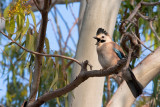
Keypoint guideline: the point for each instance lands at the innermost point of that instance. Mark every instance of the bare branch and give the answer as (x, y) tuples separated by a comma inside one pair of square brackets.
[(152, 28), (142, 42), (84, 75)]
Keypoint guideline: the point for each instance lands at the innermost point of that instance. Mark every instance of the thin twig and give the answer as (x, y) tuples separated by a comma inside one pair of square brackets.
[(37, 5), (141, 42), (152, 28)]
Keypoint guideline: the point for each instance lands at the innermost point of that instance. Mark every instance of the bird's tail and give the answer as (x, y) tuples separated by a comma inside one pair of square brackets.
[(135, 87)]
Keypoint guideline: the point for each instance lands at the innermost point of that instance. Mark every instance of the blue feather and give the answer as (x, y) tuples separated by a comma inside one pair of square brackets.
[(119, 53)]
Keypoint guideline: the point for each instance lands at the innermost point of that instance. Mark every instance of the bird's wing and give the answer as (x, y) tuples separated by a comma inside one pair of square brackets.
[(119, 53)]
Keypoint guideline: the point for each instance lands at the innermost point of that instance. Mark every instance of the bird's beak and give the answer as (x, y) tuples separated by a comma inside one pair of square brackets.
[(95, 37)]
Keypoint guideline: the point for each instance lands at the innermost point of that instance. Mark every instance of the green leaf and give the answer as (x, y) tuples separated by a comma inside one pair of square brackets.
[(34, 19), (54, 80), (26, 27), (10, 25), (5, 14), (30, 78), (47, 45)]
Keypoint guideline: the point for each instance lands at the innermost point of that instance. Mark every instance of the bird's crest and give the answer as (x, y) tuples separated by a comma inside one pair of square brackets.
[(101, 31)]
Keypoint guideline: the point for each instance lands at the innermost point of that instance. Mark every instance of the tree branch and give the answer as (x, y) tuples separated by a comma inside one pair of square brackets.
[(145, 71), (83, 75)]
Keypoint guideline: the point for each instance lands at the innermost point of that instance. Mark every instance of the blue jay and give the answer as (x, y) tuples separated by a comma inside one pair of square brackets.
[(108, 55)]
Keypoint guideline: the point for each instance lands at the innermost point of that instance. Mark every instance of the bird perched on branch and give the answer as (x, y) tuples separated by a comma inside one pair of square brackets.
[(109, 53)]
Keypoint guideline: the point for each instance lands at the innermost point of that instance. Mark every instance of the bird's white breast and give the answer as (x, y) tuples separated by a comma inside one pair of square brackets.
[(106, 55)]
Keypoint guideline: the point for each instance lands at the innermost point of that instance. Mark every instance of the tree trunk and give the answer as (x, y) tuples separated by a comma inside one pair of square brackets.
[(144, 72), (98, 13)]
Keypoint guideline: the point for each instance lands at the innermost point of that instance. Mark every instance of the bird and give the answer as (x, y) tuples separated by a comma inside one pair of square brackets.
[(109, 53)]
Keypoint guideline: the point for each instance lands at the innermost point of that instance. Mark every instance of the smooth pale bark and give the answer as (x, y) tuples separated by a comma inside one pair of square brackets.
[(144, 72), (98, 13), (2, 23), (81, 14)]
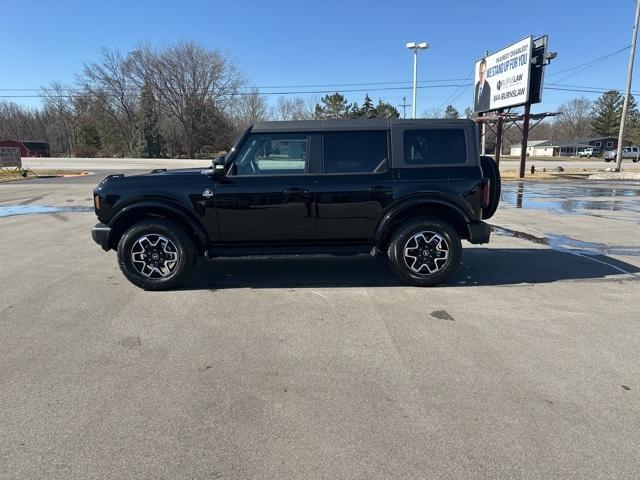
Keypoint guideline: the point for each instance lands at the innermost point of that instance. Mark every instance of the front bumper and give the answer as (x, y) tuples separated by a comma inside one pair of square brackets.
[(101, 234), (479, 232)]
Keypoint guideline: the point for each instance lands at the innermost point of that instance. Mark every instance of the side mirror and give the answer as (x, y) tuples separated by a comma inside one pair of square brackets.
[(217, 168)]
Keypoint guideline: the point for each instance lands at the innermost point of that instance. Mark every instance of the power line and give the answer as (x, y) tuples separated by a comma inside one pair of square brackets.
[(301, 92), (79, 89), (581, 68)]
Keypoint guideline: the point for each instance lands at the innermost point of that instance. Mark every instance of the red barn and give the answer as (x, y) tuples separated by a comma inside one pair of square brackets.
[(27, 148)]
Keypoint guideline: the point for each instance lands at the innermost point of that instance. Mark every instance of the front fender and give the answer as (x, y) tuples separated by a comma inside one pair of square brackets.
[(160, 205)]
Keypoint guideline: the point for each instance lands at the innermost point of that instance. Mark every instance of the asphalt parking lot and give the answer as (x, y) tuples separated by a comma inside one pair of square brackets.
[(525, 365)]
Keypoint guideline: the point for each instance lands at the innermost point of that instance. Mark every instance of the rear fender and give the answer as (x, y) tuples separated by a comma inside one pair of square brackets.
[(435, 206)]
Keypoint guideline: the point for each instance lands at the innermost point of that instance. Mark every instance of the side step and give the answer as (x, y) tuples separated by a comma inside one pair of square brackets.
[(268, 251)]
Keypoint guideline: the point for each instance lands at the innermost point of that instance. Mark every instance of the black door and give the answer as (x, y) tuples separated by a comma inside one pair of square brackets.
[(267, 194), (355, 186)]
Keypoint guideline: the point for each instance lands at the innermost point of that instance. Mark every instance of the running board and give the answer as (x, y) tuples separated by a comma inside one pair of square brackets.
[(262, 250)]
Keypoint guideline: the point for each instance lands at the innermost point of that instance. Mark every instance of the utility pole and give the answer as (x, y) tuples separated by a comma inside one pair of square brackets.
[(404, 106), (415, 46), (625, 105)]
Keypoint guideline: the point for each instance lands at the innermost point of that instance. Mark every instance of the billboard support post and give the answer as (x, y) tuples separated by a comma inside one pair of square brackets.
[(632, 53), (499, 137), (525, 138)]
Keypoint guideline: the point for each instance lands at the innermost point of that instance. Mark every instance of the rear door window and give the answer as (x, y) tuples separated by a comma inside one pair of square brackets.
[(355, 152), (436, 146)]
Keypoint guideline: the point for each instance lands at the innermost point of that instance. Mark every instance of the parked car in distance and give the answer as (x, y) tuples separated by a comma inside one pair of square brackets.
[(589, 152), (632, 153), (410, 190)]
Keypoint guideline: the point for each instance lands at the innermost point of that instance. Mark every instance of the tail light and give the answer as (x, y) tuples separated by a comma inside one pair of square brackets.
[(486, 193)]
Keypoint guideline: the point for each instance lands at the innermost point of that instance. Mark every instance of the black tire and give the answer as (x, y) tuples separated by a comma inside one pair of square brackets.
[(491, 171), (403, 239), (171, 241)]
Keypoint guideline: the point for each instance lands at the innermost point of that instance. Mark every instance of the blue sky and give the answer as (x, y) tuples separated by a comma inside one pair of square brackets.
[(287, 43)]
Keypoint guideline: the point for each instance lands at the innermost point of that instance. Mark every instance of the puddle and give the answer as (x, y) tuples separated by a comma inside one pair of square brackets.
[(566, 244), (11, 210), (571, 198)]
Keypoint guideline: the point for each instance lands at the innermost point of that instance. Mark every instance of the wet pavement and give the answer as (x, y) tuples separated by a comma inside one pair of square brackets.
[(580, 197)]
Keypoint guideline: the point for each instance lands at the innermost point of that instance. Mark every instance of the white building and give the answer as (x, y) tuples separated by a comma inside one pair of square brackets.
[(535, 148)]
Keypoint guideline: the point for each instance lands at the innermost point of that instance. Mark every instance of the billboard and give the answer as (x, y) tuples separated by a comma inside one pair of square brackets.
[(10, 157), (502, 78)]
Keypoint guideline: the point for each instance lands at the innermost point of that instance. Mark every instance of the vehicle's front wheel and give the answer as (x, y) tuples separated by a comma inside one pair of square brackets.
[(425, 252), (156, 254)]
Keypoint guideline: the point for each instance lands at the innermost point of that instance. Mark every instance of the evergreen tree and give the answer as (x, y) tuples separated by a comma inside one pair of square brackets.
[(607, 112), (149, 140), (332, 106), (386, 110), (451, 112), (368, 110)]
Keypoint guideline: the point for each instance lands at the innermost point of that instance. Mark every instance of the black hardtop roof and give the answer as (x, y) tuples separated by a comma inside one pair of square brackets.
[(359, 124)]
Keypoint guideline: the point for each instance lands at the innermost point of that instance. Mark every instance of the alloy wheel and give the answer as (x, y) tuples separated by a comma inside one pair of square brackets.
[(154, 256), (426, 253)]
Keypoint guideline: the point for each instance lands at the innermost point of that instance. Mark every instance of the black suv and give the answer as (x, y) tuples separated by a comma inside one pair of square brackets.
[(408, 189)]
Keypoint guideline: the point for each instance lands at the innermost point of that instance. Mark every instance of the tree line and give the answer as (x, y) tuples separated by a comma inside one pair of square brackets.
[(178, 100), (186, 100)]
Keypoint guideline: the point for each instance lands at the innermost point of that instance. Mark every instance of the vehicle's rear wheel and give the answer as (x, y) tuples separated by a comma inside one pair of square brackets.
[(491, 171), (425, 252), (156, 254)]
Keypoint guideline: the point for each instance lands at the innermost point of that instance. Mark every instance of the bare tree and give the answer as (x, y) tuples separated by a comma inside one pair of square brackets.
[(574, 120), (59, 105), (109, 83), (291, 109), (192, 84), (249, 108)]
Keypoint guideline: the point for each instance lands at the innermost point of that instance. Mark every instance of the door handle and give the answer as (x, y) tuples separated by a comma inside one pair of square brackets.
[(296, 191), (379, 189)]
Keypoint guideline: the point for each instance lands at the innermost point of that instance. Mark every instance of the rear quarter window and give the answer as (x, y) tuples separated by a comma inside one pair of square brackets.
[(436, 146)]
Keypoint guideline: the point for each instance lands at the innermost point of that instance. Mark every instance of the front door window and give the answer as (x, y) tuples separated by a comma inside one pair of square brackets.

+ + + + +

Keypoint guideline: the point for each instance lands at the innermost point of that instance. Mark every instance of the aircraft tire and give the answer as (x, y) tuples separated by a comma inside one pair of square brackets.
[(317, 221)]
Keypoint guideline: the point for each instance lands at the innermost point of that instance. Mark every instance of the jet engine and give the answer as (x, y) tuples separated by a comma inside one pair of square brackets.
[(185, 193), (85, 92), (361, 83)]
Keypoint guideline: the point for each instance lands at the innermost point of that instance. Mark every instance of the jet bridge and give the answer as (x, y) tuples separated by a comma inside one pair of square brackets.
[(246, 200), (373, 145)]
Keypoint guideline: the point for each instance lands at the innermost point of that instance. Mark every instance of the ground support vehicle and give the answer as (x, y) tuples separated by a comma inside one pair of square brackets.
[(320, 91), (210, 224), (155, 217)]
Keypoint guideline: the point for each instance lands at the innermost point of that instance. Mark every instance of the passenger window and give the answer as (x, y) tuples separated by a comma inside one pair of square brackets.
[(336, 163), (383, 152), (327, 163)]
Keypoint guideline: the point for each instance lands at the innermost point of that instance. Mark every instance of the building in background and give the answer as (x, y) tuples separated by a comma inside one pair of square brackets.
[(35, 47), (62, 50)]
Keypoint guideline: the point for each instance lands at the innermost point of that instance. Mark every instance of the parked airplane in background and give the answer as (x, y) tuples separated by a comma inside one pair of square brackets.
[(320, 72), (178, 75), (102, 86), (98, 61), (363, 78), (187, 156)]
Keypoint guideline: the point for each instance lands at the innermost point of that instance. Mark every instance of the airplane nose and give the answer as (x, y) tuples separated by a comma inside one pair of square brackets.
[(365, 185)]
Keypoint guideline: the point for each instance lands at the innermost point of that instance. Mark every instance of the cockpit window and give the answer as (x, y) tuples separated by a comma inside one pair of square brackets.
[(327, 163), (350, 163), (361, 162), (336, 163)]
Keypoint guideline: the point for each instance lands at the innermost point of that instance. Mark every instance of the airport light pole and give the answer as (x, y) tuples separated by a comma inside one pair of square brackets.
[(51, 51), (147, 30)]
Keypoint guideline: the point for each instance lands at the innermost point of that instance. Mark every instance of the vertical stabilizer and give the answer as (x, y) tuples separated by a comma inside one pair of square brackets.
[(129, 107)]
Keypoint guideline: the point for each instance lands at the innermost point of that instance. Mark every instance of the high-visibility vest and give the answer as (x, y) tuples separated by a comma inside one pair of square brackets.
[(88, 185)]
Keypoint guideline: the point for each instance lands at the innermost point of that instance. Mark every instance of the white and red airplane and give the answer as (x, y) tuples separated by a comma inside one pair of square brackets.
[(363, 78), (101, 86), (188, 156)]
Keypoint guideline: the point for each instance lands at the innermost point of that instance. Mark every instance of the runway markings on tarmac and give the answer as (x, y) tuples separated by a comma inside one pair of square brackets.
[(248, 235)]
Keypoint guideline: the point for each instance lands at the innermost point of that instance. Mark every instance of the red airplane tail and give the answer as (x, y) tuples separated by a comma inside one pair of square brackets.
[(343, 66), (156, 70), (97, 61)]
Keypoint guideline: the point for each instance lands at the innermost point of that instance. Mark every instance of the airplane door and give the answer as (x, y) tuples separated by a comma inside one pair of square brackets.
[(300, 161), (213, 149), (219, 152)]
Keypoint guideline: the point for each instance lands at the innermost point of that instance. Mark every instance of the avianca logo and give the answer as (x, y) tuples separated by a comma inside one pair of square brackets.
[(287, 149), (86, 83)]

+ + + + +

Exercise goal: All lines above from the one holding "the rear quarter" to the one holding "the front door", inclusive, are to be copied exactly; no other line is wanted.

Answer space:
Keypoint guideline: the point for each instance lands at the innermost point of that instance. Mark every instance of the rear quarter window and give the answer as (x, y) tuples separated by a comma inside one pair of square brackets.
[(436, 146)]
Keypoint guideline: the point for each instance lands at the innermost point of that instance. Mark every instance of the front door window and give the answer as (x, y) tuples separated by a comma inside one pair of square brackets.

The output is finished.